**SET EXERCISE**.
Rewrite these lines, replacing every "hole rule" with "fill rule" and leaving everything else unchanged. Leave the pictures out of your version.

**Rows from a segmentation dataset**.
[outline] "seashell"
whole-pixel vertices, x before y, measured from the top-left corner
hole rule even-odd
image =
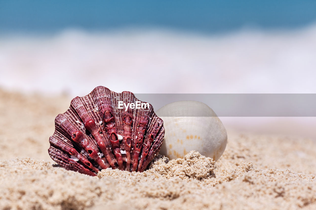
[[[130,92],[102,86],[73,99],[55,119],[51,157],[62,167],[91,176],[108,168],[143,171],[160,149],[163,121],[149,104],[119,108],[119,101],[139,101]]]
[[[175,159],[194,150],[216,160],[224,152],[227,142],[226,130],[206,104],[178,101],[164,106],[156,113],[163,120],[166,129],[161,155]]]

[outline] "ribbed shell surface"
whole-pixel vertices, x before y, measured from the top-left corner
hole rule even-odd
[[[150,104],[118,108],[119,102],[137,101],[143,103],[131,92],[102,86],[76,97],[55,119],[49,155],[62,167],[91,176],[110,167],[143,171],[159,152],[165,130]]]

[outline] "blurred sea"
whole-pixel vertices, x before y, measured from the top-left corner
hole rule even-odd
[[[0,1],[0,88],[316,93],[316,1],[137,3]],[[316,139],[315,118],[221,119],[239,132]]]
[[[136,93],[315,93],[316,26],[205,35],[163,30],[0,38],[0,86],[83,95],[99,85]]]

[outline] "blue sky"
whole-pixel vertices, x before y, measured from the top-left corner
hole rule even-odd
[[[215,32],[290,28],[316,21],[316,1],[0,0],[0,30],[104,30],[136,26]]]

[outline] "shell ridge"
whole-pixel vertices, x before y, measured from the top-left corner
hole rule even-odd
[[[119,101],[136,101],[131,92],[103,86],[76,97],[55,119],[50,156],[66,169],[91,176],[109,167],[143,171],[159,152],[164,129],[150,104],[149,108],[118,108]]]

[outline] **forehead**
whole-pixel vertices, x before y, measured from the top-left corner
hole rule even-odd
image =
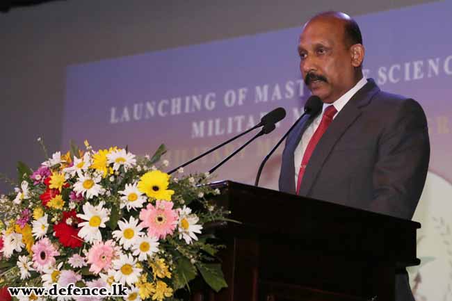
[[[309,48],[316,44],[334,46],[344,44],[344,25],[334,18],[319,18],[308,22],[300,35],[299,47]]]

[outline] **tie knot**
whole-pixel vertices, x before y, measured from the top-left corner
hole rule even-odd
[[[334,116],[334,115],[337,113],[337,110],[336,110],[334,106],[332,105],[325,109],[325,113],[323,113],[323,115],[330,119],[332,119],[332,117]]]

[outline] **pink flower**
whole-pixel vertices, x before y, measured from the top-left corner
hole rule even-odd
[[[67,262],[69,262],[69,264],[70,264],[72,268],[81,268],[82,266],[86,266],[85,258],[78,254],[72,255],[71,258],[67,260]]]
[[[81,280],[81,275],[70,270],[63,270],[60,272],[58,285],[60,286],[69,286],[69,284],[75,284]]]
[[[27,222],[30,220],[30,215],[31,215],[31,212],[30,211],[30,209],[28,208],[24,210],[20,215],[20,218],[17,220],[16,223],[17,225],[20,225],[20,228],[22,229],[25,225],[26,225]]]
[[[102,269],[111,268],[111,261],[116,254],[115,243],[97,241],[88,252],[88,263],[91,264],[90,272],[99,274]]]
[[[146,209],[140,212],[140,225],[147,227],[147,235],[164,238],[172,234],[177,224],[177,212],[172,210],[172,202],[158,200],[155,207],[148,204]]]
[[[106,282],[102,280],[102,279],[99,278],[97,279],[92,280],[86,282],[86,286],[88,287],[107,287]],[[102,297],[88,297],[88,296],[80,296],[74,297],[76,301],[101,301],[104,300]]]
[[[60,252],[56,250],[49,238],[42,238],[31,247],[33,251],[33,267],[36,270],[41,272],[49,265],[55,264],[55,257]]]
[[[41,166],[38,169],[38,170],[35,171],[30,177],[34,181],[33,184],[34,185],[38,185],[40,183],[42,183],[44,180],[47,177],[50,177],[51,174],[51,172],[49,168]]]

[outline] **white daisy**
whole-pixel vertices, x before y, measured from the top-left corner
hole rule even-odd
[[[152,257],[159,252],[159,238],[150,237],[147,235],[139,237],[135,244],[132,246],[134,256],[138,256],[138,260],[143,261],[147,259],[147,257]]]
[[[134,209],[141,208],[146,202],[146,197],[138,190],[136,183],[126,184],[124,190],[120,190],[118,193],[122,195],[120,206],[121,209],[127,207],[127,211],[132,208]]]
[[[22,234],[21,234],[12,232],[6,235],[5,231],[3,231],[3,248],[2,250],[3,256],[6,259],[9,259],[14,251],[20,252],[22,248],[25,247],[25,244],[22,242]]]
[[[61,273],[60,269],[63,266],[63,263],[60,262],[57,266],[51,266],[44,268],[44,274],[41,275],[42,279],[42,286],[49,288],[54,283],[56,284],[60,279],[60,274]]]
[[[130,249],[130,247],[135,243],[136,239],[144,234],[140,232],[143,227],[138,225],[139,220],[130,217],[129,222],[126,220],[118,222],[120,230],[113,231],[113,236],[119,241],[120,244],[124,246],[125,250]]]
[[[103,206],[103,201],[97,206],[86,202],[83,204],[83,214],[77,214],[77,217],[87,220],[79,224],[79,227],[82,227],[79,231],[79,236],[88,243],[92,243],[102,240],[102,234],[99,228],[105,228],[105,222],[109,220],[110,214],[109,210],[102,208]]]
[[[22,181],[22,183],[20,185],[20,188],[22,189],[19,189],[17,187],[14,188],[15,192],[17,193],[17,195],[16,195],[16,197],[13,200],[13,202],[17,205],[22,202],[22,200],[27,200],[30,198],[29,182],[26,181]]]
[[[113,163],[113,170],[119,170],[121,165],[124,166],[124,170],[132,168],[136,165],[135,155],[132,153],[128,153],[125,149],[118,149],[106,155],[108,164]]]
[[[82,266],[86,266],[86,259],[85,257],[83,257],[78,254],[74,254],[72,255],[69,260],[67,260],[69,264],[74,268],[81,268]]]
[[[192,239],[197,241],[195,233],[201,234],[202,226],[196,225],[200,220],[195,214],[191,214],[191,209],[186,206],[179,209],[179,220],[177,221],[179,229],[179,239],[184,238],[187,244],[191,244]]]
[[[77,194],[84,194],[87,200],[97,197],[102,193],[102,186],[98,184],[102,179],[100,176],[91,177],[89,174],[83,174],[82,172],[79,172],[79,179],[74,184],[74,191]]]
[[[47,213],[45,213],[44,216],[39,218],[36,220],[33,220],[32,222],[33,229],[31,233],[35,238],[42,238],[42,236],[45,236],[47,233],[49,229],[49,222],[47,222]]]
[[[45,162],[43,162],[42,165],[50,168],[54,165],[56,165],[56,164],[60,163],[61,162],[65,162],[65,161],[61,160],[61,152],[56,152],[55,154],[51,155],[51,158],[49,158]]]
[[[138,281],[141,274],[142,268],[136,266],[136,259],[131,254],[121,254],[119,259],[112,261],[113,266],[116,272],[115,273],[115,281],[120,282],[122,285],[131,286]]]
[[[20,269],[21,279],[25,280],[31,276],[30,271],[34,270],[33,268],[31,268],[32,264],[33,261],[31,261],[26,256],[22,255],[19,257],[19,259],[17,259],[17,266]]]
[[[63,171],[71,177],[74,177],[76,172],[86,171],[91,165],[91,156],[89,152],[86,152],[83,158],[74,156],[74,165],[63,168]]]
[[[140,297],[140,293],[138,288],[135,286],[130,286],[129,288],[129,293],[127,296],[124,299],[125,301],[141,301],[141,297]]]

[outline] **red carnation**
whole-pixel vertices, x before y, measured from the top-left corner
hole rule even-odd
[[[70,225],[67,222],[70,218],[72,220]],[[77,224],[81,221],[81,219],[76,217],[75,210],[63,213],[63,220],[54,226],[55,236],[63,245],[72,248],[81,247],[83,241],[78,236],[79,228],[77,227]]]
[[[47,206],[49,201],[59,194],[60,191],[58,189],[47,188],[44,193],[39,196],[39,198],[42,201],[42,205]]]
[[[3,237],[0,235],[0,259],[1,259],[1,250],[3,248]]]
[[[3,286],[0,288],[0,300],[11,301],[11,295],[10,295],[10,292],[8,291],[8,288],[6,286]]]

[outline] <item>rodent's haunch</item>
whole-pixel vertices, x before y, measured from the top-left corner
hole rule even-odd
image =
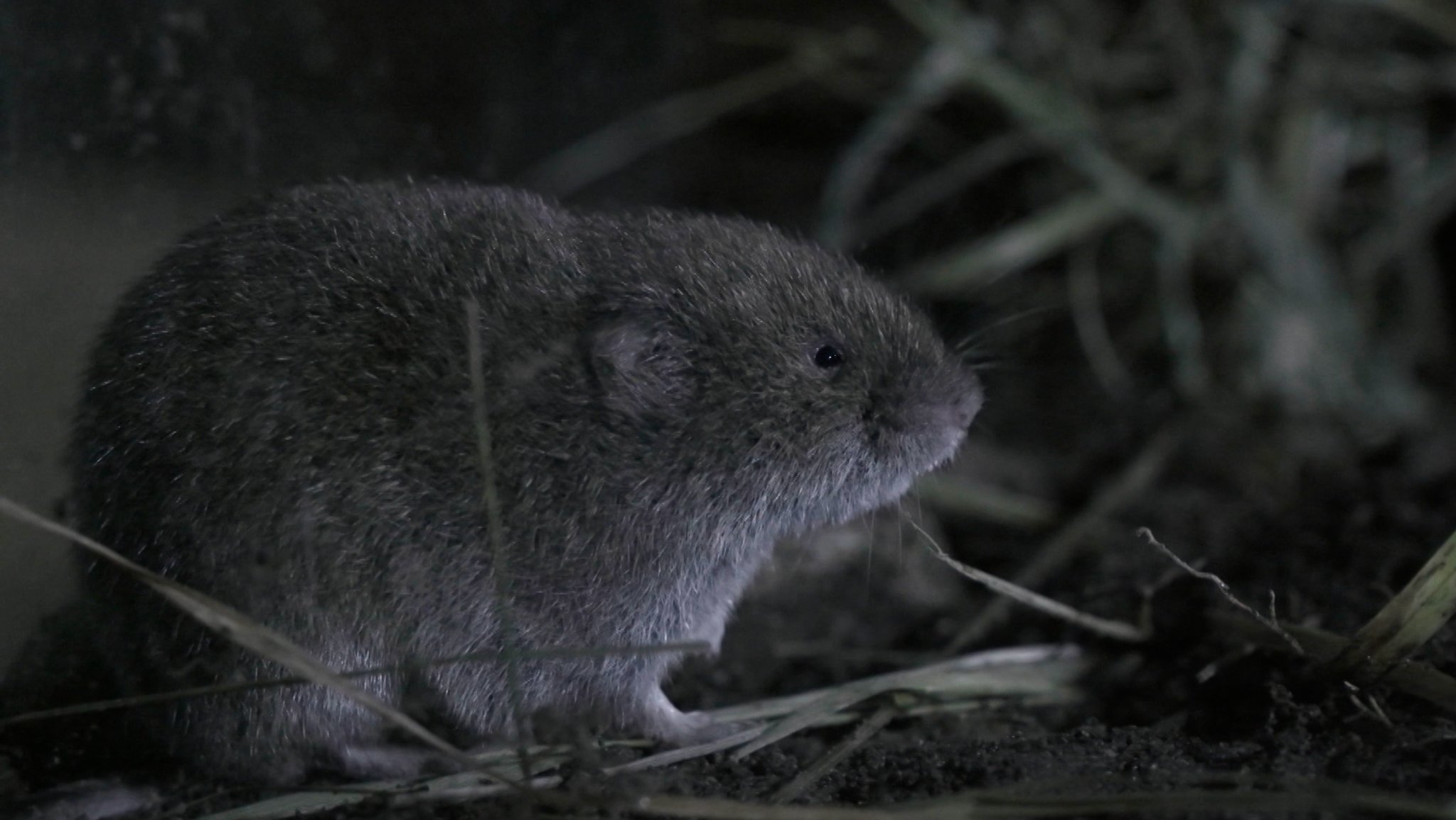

**WORKED SOLUTION**.
[outline] "seashell"
whole-pixel vertices, x before y, measured from the top-left corner
fill rule even-odd
image =
[[[130,92],[102,86],[73,99],[55,119],[51,157],[62,167],[91,176],[108,168],[143,171],[160,149],[163,121],[149,104],[119,108],[119,101],[139,101]]]
[[[175,159],[194,150],[216,160],[224,152],[227,142],[226,130],[206,104],[178,101],[164,106],[156,113],[163,120],[166,129],[161,155]]]

[outline] "ribbed shell surface"
whole-pixel vertices, x before y, measured from the top-left corner
fill rule even-odd
[[[150,104],[118,108],[119,102],[137,101],[143,103],[131,92],[102,86],[76,97],[55,119],[49,155],[62,167],[91,176],[110,167],[143,171],[159,152],[165,130]]]

[outline] "blurred sea"
whole-pixel vertices, x before y, measured from the top-left corner
fill rule even-odd
[[[0,1],[0,88],[316,93],[316,1],[137,3]],[[316,139],[315,118],[221,119],[239,132]]]
[[[136,93],[315,93],[316,26],[205,35],[163,30],[0,38],[0,86],[83,95],[99,85]]]

[outline] "blue sky"
whole-pixel vertices, x before y, measured from the top-left corner
fill rule even-odd
[[[215,32],[290,28],[316,21],[316,1],[0,0],[0,30],[104,30],[136,26]]]

[outline] "shell ridge"
whole-pixel vertices, x before y, measured from the top-left corner
fill rule even-odd
[[[119,101],[136,101],[131,92],[103,86],[76,97],[55,119],[50,156],[66,169],[91,176],[109,167],[143,171],[159,152],[164,129],[150,104],[149,108],[118,108]]]

[outline] **forehead**
whole-pixel vertices, x before y, measured from the top-left corner
fill rule even-odd
image =
[[[309,48],[316,44],[334,46],[344,44],[344,25],[334,18],[319,18],[308,22],[300,35],[299,47]]]

[outline] **tie knot**
whole-pixel vertices, x before y, measured from the top-left corner
fill rule even-odd
[[[334,116],[334,115],[337,113],[337,110],[336,110],[334,106],[332,105],[325,109],[325,113],[323,113],[323,115],[330,119],[332,119],[332,117]]]

[outline] **pink flower**
whole-pixel vertices, x before y, measured from the top-left corner
fill rule even-odd
[[[67,262],[69,262],[69,264],[70,264],[72,268],[81,268],[82,266],[86,266],[85,258],[78,254],[72,255],[71,258],[67,260]]]
[[[81,280],[81,275],[70,270],[63,270],[60,272],[58,285],[60,286],[69,286],[69,284],[75,284]]]
[[[27,222],[30,220],[30,215],[31,215],[31,212],[30,211],[30,209],[28,208],[24,210],[20,215],[20,218],[17,220],[16,223],[17,225],[20,225],[20,228],[22,229],[25,225],[26,225]]]
[[[102,269],[111,268],[111,261],[116,254],[115,243],[97,241],[88,252],[88,263],[91,264],[90,272],[99,274]]]
[[[146,209],[140,212],[140,225],[147,227],[147,235],[164,238],[172,234],[177,224],[177,212],[172,210],[172,202],[158,200],[155,207],[148,204]]]
[[[106,282],[102,280],[102,279],[99,278],[97,279],[92,280],[86,282],[86,286],[88,287],[107,287]],[[102,297],[88,297],[88,296],[80,296],[74,297],[76,301],[101,301],[104,300]]]
[[[60,252],[56,250],[49,238],[42,238],[31,247],[33,251],[33,267],[36,270],[41,272],[49,265],[55,264],[55,257]]]
[[[41,166],[38,169],[38,170],[35,171],[30,177],[34,181],[33,184],[34,185],[38,185],[40,183],[42,183],[44,180],[47,177],[50,177],[51,174],[51,172],[49,168]]]

[outline] **white daisy**
whole-pixel vertices, x before y, measured from the top-left corner
fill rule even-odd
[[[152,257],[159,252],[159,238],[150,237],[147,235],[139,237],[135,244],[132,246],[134,256],[138,256],[138,260],[143,261],[147,259],[147,257]]]
[[[134,209],[141,208],[146,202],[146,197],[138,190],[136,183],[126,184],[124,190],[120,190],[118,193],[122,195],[120,206],[121,209],[127,207],[127,211],[132,208]]]
[[[22,234],[21,234],[12,232],[6,235],[5,231],[3,231],[3,248],[2,250],[3,256],[6,259],[9,259],[14,251],[20,252],[22,248],[25,247],[25,244],[22,242]]]
[[[61,273],[60,269],[63,266],[63,263],[60,262],[57,266],[51,266],[44,268],[44,274],[41,275],[42,279],[42,286],[49,288],[54,283],[56,284],[60,279],[60,274]]]
[[[130,249],[130,247],[135,243],[136,239],[144,234],[140,232],[143,227],[138,225],[139,220],[130,217],[129,222],[126,220],[118,222],[120,230],[113,231],[113,236],[119,241],[120,244],[124,246],[125,250]]]
[[[103,206],[103,201],[97,206],[86,202],[83,204],[83,214],[77,214],[77,217],[87,220],[79,224],[79,227],[82,227],[79,231],[79,236],[88,243],[92,243],[102,240],[102,234],[99,228],[105,228],[105,222],[109,220],[110,214],[109,210],[102,208]]]
[[[22,181],[22,183],[20,185],[20,188],[22,189],[19,189],[17,187],[14,188],[15,192],[17,193],[17,195],[16,195],[16,197],[13,200],[13,202],[17,205],[22,202],[22,200],[27,200],[30,198],[29,182],[26,181]]]
[[[113,163],[113,170],[119,170],[121,165],[124,166],[124,170],[132,168],[136,165],[135,155],[132,153],[128,153],[125,149],[118,149],[106,155],[108,164]]]
[[[82,266],[86,266],[86,259],[85,257],[83,257],[78,254],[74,254],[72,255],[69,260],[67,260],[69,264],[74,268],[81,268]]]
[[[192,239],[197,241],[195,233],[201,234],[202,226],[196,225],[200,220],[195,214],[191,214],[191,209],[186,206],[179,209],[179,220],[177,221],[179,229],[179,239],[184,238],[187,244],[191,244]]]
[[[77,194],[84,194],[87,200],[97,197],[102,193],[102,186],[98,184],[102,179],[100,176],[91,177],[89,174],[83,174],[82,172],[79,172],[79,179],[74,184],[74,191]]]
[[[47,213],[45,213],[44,216],[39,218],[36,220],[33,220],[32,222],[33,229],[31,233],[35,238],[42,238],[42,236],[45,236],[47,233],[49,229],[49,222],[47,222]]]
[[[45,162],[43,162],[42,165],[50,168],[54,165],[56,165],[56,164],[60,163],[61,162],[65,162],[65,161],[61,160],[61,152],[56,152],[55,154],[51,155],[51,158],[49,158]]]
[[[138,281],[141,274],[142,268],[136,266],[136,259],[131,254],[121,254],[119,259],[112,261],[113,266],[116,272],[115,273],[115,281],[120,282],[122,285],[131,286]]]
[[[20,269],[21,279],[25,280],[31,276],[30,271],[34,270],[33,268],[31,268],[32,264],[33,261],[31,261],[26,256],[22,255],[19,257],[19,259],[17,259],[17,266]]]
[[[63,171],[71,177],[74,177],[76,172],[86,171],[91,165],[91,156],[89,152],[86,152],[83,158],[74,156],[74,165],[63,168]]]
[[[140,297],[140,293],[138,288],[135,286],[130,286],[129,288],[129,293],[127,296],[124,299],[125,301],[141,301],[141,297]]]

[outline] **red carnation**
whole-pixel vertices, x before y, measured from the top-left corner
fill rule even-odd
[[[70,225],[67,222],[70,218],[72,220]],[[77,224],[81,221],[81,219],[76,217],[75,210],[63,213],[63,220],[54,226],[55,236],[63,245],[72,248],[81,247],[83,241],[78,236],[79,228],[77,227]]]
[[[47,206],[49,201],[59,194],[60,191],[58,189],[47,188],[44,193],[39,196],[39,198],[42,201],[42,205]]]
[[[3,237],[0,235],[0,259],[1,259],[1,250],[3,248]]]
[[[3,286],[0,288],[0,300],[11,301],[11,295],[10,295],[10,292],[8,291],[8,288],[6,286]]]

[outline] <item>rodent's haunch</item>
whole-pixel vertices, x before y, measured from the top-left corner
fill rule even-odd
image =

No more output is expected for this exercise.